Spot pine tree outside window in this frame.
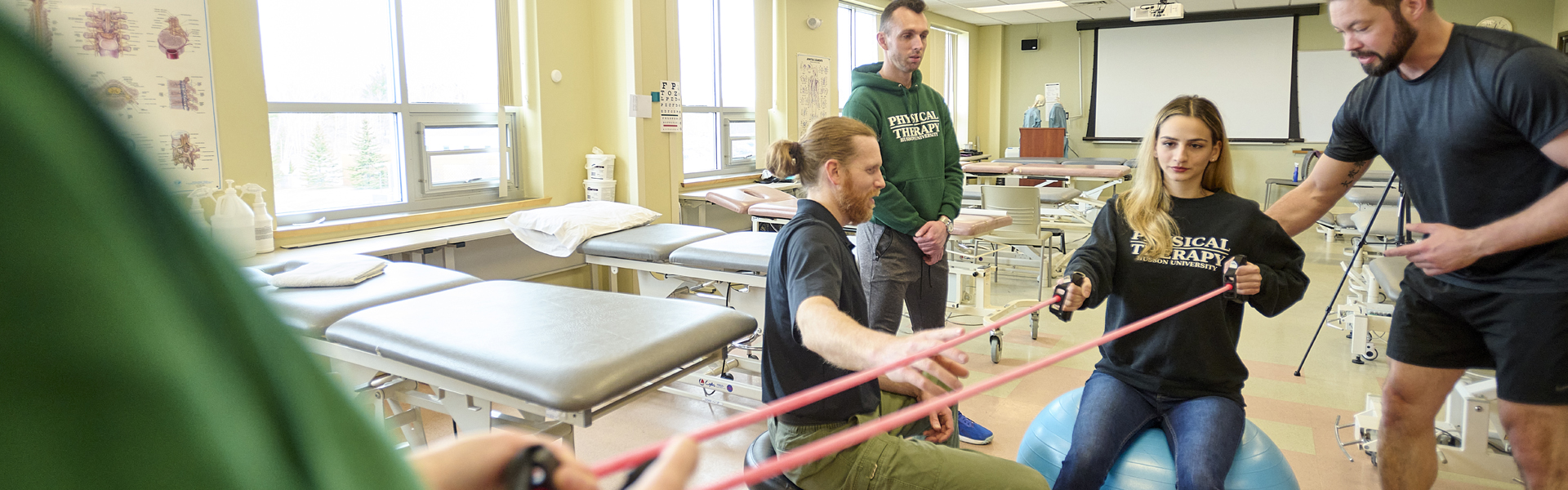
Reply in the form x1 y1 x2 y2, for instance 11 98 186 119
257 0 522 225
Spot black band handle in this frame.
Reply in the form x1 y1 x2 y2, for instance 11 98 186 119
1220 255 1246 303
501 444 561 490
1046 272 1088 322
621 460 654 490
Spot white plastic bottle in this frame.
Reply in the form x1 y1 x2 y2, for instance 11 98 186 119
240 184 278 253
212 180 256 259
189 185 212 234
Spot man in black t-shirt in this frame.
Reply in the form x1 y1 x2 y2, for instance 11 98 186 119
762 118 1046 490
1268 0 1568 488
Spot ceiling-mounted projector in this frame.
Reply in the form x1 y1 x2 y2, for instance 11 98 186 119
1132 2 1186 22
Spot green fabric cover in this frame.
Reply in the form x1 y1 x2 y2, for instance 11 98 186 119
0 22 419 490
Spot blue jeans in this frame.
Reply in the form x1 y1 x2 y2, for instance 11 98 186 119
1052 371 1246 490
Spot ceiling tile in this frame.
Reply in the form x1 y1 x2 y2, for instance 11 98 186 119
1029 8 1089 22
1236 0 1290 10
985 11 1045 25
1072 2 1130 19
1179 0 1236 12
949 10 1005 25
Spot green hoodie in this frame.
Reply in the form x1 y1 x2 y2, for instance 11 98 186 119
844 63 964 235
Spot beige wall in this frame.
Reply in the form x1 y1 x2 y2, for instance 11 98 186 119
1548 0 1568 42
207 0 278 218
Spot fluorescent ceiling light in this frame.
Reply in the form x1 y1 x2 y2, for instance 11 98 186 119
969 0 1068 14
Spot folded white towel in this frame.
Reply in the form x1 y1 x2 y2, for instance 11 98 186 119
270 257 387 287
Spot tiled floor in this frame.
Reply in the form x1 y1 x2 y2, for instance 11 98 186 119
404 234 1522 490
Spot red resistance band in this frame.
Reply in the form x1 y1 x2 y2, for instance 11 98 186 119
593 296 1062 479
699 284 1236 490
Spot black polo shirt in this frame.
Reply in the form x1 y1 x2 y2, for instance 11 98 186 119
762 199 881 425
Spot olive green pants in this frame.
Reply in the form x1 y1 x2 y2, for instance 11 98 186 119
768 391 1048 490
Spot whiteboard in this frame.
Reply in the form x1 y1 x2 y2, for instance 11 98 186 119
1295 49 1367 143
1093 17 1295 140
0 0 221 190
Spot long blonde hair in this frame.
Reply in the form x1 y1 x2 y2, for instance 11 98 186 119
1116 96 1236 261
768 116 876 189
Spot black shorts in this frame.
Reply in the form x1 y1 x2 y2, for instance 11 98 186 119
1388 265 1568 405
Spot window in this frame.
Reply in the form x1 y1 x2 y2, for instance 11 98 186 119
677 0 757 177
931 27 969 146
839 3 883 112
259 0 519 225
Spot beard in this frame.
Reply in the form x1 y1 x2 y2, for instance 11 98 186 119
1350 11 1416 77
834 189 880 225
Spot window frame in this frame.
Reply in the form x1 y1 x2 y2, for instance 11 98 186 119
266 0 523 226
676 0 757 179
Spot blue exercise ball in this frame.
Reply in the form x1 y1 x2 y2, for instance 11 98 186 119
1018 388 1302 490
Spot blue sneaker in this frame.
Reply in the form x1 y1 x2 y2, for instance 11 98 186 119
958 412 992 446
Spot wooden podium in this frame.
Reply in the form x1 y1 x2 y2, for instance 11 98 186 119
1018 127 1068 157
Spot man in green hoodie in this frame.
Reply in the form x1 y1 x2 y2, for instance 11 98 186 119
844 0 991 444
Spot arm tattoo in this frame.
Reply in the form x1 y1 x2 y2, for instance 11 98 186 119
1339 160 1372 189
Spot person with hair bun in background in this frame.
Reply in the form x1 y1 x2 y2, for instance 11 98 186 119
762 118 1046 490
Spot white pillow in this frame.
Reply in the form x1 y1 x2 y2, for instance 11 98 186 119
506 201 660 257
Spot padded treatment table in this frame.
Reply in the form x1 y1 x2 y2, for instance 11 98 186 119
577 223 724 262
949 207 1013 238
326 281 757 439
707 184 795 214
255 259 480 337
246 262 755 446
1013 163 1132 179
964 185 1084 206
670 231 777 275
961 160 1021 176
577 225 777 410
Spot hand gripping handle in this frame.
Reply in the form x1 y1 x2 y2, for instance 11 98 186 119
1046 272 1085 322
501 444 561 490
1220 255 1246 303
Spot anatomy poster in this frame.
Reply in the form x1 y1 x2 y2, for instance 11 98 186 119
0 0 221 190
795 53 833 138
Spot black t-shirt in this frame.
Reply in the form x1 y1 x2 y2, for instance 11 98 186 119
762 199 881 425
1325 25 1568 292
1068 192 1307 403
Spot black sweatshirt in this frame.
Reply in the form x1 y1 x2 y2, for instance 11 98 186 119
1067 192 1307 405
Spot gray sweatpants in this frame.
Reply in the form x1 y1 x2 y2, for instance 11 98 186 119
854 221 947 335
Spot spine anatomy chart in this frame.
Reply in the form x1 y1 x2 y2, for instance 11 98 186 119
0 0 221 192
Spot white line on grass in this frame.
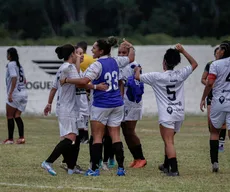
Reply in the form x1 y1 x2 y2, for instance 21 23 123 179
0 183 119 191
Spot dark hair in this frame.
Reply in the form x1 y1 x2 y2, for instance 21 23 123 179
7 47 21 68
220 41 230 59
77 41 88 53
164 48 181 70
55 44 75 61
97 36 117 55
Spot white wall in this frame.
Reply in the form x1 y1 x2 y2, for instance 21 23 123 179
0 46 214 115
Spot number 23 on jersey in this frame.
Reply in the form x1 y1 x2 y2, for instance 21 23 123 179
104 71 118 91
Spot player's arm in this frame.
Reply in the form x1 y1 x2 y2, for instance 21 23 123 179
201 71 208 85
176 43 198 71
44 87 57 116
200 73 216 112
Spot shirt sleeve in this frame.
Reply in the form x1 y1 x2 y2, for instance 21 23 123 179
204 63 210 73
114 56 130 68
8 62 18 77
84 61 102 81
178 65 192 81
209 62 217 76
140 72 158 86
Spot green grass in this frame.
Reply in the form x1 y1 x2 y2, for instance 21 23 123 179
0 116 230 192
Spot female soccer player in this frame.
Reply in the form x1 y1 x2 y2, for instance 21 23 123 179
201 47 226 152
135 44 198 176
42 44 106 175
60 38 135 176
200 41 230 172
3 47 28 144
118 45 147 168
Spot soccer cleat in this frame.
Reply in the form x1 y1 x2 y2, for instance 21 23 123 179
41 161 57 176
129 159 139 167
108 159 116 168
219 145 224 152
85 169 100 176
102 162 109 171
167 171 180 177
16 137 26 144
2 139 14 145
117 167 126 176
212 162 219 173
75 165 85 174
158 164 169 173
133 159 147 168
60 162 68 171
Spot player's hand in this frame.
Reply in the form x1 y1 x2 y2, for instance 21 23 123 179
175 43 184 53
121 38 133 49
59 78 67 86
97 82 109 91
200 100 206 112
44 104 52 116
8 94 13 103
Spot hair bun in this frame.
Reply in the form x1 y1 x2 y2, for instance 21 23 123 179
55 47 64 59
106 36 118 47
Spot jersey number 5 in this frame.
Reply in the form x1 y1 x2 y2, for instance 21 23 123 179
166 85 176 101
104 71 118 91
19 68 24 82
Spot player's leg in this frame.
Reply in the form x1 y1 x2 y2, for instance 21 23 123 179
107 106 125 176
160 122 179 176
14 109 25 144
3 104 17 144
219 124 227 152
122 120 147 168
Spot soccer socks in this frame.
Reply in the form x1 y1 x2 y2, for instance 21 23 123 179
91 143 102 171
209 140 219 164
164 155 169 170
168 157 178 173
219 129 226 147
46 138 72 163
113 142 125 168
7 118 14 140
15 117 24 138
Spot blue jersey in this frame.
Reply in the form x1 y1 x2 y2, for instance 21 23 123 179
93 57 124 108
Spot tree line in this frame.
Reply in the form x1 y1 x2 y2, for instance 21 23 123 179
0 0 230 39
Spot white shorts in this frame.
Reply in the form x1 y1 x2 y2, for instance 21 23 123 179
6 95 28 112
210 108 230 130
90 106 124 127
123 106 142 121
160 121 183 132
58 116 78 137
77 115 89 130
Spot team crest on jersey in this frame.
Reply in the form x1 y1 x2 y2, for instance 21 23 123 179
167 107 173 115
32 60 63 75
219 96 225 104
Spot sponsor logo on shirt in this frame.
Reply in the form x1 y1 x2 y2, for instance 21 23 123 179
168 101 182 106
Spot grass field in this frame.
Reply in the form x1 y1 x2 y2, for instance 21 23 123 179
0 116 230 192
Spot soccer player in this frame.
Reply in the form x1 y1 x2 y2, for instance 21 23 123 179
77 41 96 143
135 44 198 176
42 44 106 175
201 47 226 152
118 45 147 168
62 37 135 176
2 47 28 144
200 41 230 172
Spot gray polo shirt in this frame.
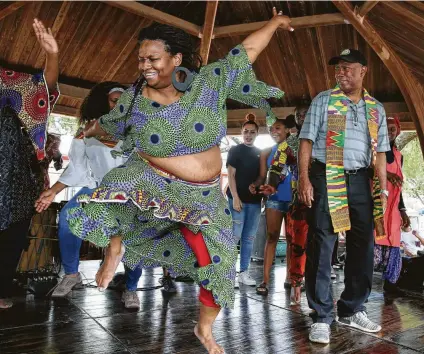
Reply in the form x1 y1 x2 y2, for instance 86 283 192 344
299 90 390 170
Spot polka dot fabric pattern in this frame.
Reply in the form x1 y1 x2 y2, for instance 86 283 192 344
100 45 284 157
68 153 237 307
0 67 59 160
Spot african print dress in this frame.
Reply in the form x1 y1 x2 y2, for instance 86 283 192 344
0 67 59 231
68 45 283 307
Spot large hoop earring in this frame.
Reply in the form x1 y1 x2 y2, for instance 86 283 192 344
172 66 194 92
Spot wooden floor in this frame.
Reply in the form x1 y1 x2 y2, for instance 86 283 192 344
0 261 424 354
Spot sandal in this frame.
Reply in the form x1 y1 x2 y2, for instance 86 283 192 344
256 283 268 296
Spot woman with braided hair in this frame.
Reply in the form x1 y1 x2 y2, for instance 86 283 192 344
62 9 291 354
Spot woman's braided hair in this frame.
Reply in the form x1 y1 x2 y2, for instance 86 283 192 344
138 23 202 73
79 81 127 125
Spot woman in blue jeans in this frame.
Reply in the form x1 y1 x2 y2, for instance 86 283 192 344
36 82 151 308
227 114 262 288
250 119 296 295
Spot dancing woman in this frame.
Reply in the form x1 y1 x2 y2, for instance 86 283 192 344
68 9 291 354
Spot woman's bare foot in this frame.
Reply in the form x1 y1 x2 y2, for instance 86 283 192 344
290 286 302 305
0 299 13 309
194 325 225 354
96 244 125 291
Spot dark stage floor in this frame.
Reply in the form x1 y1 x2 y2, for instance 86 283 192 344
0 261 424 354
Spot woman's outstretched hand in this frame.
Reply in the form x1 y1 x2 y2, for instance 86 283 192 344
272 7 294 32
32 18 59 54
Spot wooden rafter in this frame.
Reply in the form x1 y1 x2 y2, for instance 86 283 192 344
214 13 346 38
59 83 90 100
0 1 26 21
384 1 424 28
333 1 424 151
200 0 218 65
105 1 201 37
358 1 379 17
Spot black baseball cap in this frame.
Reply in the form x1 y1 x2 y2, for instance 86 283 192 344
328 49 367 66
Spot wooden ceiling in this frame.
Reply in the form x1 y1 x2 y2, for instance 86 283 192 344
0 1 424 136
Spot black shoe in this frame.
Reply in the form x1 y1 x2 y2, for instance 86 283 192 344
159 275 177 293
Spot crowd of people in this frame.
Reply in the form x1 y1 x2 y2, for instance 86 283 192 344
0 8 423 354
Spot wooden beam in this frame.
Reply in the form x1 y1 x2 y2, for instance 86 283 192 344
383 1 424 29
53 104 78 117
358 1 379 17
104 1 201 38
200 0 218 65
333 1 424 151
214 13 347 38
0 1 26 21
59 83 90 100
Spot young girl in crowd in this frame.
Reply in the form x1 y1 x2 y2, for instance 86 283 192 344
249 119 296 295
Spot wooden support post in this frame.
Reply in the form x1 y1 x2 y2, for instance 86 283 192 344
358 1 379 17
333 1 424 155
200 0 218 65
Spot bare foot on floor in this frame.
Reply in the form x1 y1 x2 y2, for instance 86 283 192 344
96 245 125 291
194 325 225 354
0 299 13 309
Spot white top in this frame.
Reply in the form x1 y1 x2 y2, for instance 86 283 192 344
59 138 127 188
401 231 424 256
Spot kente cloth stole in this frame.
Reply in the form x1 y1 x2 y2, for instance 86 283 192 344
269 141 296 183
326 86 386 239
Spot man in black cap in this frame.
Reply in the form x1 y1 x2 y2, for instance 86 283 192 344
299 49 390 343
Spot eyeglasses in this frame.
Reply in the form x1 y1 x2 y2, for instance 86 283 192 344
335 65 362 73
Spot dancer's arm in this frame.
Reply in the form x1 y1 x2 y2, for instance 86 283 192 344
32 18 59 91
242 7 294 64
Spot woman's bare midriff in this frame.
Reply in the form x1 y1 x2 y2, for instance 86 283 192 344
139 146 222 182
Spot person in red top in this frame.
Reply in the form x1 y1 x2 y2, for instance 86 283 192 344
374 117 411 292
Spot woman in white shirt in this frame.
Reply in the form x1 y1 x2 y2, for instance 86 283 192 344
36 81 141 308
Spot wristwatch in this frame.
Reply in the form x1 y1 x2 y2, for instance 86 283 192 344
381 189 389 198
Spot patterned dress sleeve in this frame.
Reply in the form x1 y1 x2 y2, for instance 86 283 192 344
0 67 59 160
99 87 136 152
201 44 284 122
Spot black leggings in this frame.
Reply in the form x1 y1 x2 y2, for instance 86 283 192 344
0 220 31 299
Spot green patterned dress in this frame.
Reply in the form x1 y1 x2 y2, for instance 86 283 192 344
68 45 283 307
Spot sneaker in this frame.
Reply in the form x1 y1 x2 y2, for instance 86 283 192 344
309 322 331 344
121 290 140 309
52 273 82 297
336 311 381 333
159 275 177 293
238 271 256 286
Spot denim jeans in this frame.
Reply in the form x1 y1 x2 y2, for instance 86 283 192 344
228 198 261 272
58 187 142 290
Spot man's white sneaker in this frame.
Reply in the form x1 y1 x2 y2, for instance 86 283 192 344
238 271 256 286
309 322 331 344
336 311 381 333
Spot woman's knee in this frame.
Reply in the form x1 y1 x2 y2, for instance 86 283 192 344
267 231 280 244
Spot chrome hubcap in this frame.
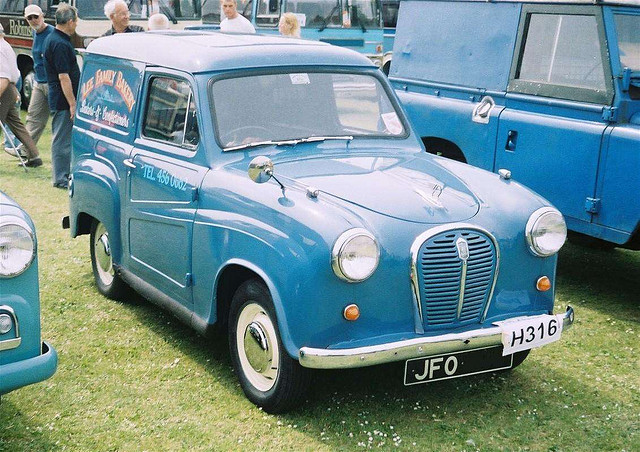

• TASK DETAILS: Rewrite the entries from the beginning through the line with "207 0 278 218", changing "frame" to "image" and keeping everything else the same. Omit the pictures.

• EXERCISE RESULT:
Spot pine tree outside window in this image.
Reply in the form x1 y1 x2 y2, for instance 11 98 186 119
257 0 522 225
Spot black band handle in this image.
Reply in the form x1 y1 x2 y2, for instance 11 98 186 119
1220 255 1246 303
501 444 561 490
1046 272 1088 322
621 460 654 490
Spot white plastic bottle in this image.
Reply in the form x1 y1 x2 y2, for instance 11 98 186 119
240 184 278 253
212 180 256 259
189 185 212 234
Spot man in black t-shirt in this image.
Reply in the form x1 y1 x2 y2, for instance 11 98 186 119
762 118 1046 490
1268 0 1568 488
Spot ceiling-mounted projector in this image.
Reply in the form x1 y1 x2 y2, for instance 11 98 186 119
1132 2 1186 22
Spot green fabric cover in this image.
Reply in the form x1 y1 x2 y2, for instance 11 98 186 119
0 22 419 490
Spot blue jeans in this image.
Reply in the form x1 y1 x2 y2, for instance 11 98 186 119
1052 371 1246 490
Spot ceiling tile in this image.
Reply in the form x1 y1 x2 y2, for instance 11 98 186 119
1029 8 1089 22
1236 0 1290 10
985 11 1045 25
1072 2 1130 19
1179 0 1236 12
949 10 1005 25
Spot green hoodie in this image.
Reply in the form x1 y1 x2 y2, for instance 11 98 186 119
844 63 964 235
Spot beige wall in this image.
Reply in the form x1 y1 x2 y2, for instance 11 98 186 119
1548 0 1568 42
207 0 278 218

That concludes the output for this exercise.